#### TEXTO PROPORCIONADO ####
Columna publicada el 20.05.18 en El Mercurio.

Con el correr de las semanas, el movimiento feminista ha ido adquiriendo una fuerza inusitada. Hasta los más escépticos se han rendido a la evidencia: estamos frente a un fenómeno profundo y, en algún sentido, irresistible. En ese contexto, sobra decir que la mera duda se convierte en anatema. ¿Cómo oponerse al movimiento de la historia? Las olas se caracterizan precisamente por arrastrarlo todo, sin distinciones. Las alternativas parecen reducirse a la adhesión incondicional, o bien condenarse al ostracismo.
####
TAREAS:
**1.** ¿En qué medio se publicó la columna sobre el movimiento feminista?
**2.** Enumera todos los infinitivos de la columna sobre el movimiento feminista, tal como aparecen, con sus pronombres enclíticos.
**3.** Prosigue la columna sobre el movimiento feminista a partir de su última oración.
#### LISTADO PROPORCIONADO ####
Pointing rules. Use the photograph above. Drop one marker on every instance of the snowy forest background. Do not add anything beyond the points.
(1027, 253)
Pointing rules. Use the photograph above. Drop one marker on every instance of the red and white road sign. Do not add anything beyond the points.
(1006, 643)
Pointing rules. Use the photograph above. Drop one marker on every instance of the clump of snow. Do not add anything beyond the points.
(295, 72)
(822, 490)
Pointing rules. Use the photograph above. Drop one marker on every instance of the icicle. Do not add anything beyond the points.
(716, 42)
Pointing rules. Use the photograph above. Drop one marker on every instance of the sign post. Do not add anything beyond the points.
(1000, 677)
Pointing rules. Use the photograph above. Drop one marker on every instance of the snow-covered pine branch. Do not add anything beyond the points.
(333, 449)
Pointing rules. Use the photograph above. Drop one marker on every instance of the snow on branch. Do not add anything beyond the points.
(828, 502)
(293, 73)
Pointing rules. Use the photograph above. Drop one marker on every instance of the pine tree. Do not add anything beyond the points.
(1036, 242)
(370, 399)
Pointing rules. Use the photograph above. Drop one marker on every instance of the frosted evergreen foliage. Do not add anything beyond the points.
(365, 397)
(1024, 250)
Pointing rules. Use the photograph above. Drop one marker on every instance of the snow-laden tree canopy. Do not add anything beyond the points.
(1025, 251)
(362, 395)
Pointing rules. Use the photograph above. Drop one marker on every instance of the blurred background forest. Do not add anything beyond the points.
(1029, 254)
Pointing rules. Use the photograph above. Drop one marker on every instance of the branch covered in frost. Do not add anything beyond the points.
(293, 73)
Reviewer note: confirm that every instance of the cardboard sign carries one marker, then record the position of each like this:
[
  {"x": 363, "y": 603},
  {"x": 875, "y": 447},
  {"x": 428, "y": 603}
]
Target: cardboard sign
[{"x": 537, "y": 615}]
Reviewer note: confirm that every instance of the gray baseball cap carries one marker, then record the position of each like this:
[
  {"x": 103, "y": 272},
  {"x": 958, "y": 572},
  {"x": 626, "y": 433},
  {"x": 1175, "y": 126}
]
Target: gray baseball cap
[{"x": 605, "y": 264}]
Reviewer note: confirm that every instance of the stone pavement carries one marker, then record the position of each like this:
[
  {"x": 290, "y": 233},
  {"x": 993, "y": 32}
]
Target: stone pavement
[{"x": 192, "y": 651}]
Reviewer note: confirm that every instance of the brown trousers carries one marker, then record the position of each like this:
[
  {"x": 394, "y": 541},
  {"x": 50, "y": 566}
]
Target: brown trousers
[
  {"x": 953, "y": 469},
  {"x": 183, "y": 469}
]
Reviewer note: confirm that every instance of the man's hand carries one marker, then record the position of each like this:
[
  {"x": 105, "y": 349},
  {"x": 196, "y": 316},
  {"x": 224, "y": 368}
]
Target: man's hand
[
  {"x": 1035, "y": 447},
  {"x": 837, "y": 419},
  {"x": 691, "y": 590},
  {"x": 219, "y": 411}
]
####
RESULTADOS ESPERADOS:
**1.** En El Mercurio.

**2.** decir, oponerse, arrastrarlo, reducirse, condenarse

**3.**
Sin embargo, dejar de pensar el presente es renunciar a nuestra libertad: la historia nunca es unívoca y, además, las olas dejan resaca. No se trata de negar los aspectos valiosos del movimiento, pues muchas reivindicaciones son legítimas y urgentes. A partir de ahora, todos estaremos mucho más atentos a situaciones que hasta ayer estaban normalizadas, como el acoso o el abuso en posición de poder. Tampoco pasarán inadvertidas las brechas salariales, o las escandalosas diferencias en los planes de salud. Sin embargo, cuando se intenta comprender qué hay más allá, no se percibe mucho más que una sensación de malestar que es tan justificada como inevitablemente vaga. Por lo mismo, no es razonable asumir que toda demanda es válida solo por tener la etiqueta correcta. Después de todo, no existe algo así como “un” feminismo, sino que este admite múltiples variantes.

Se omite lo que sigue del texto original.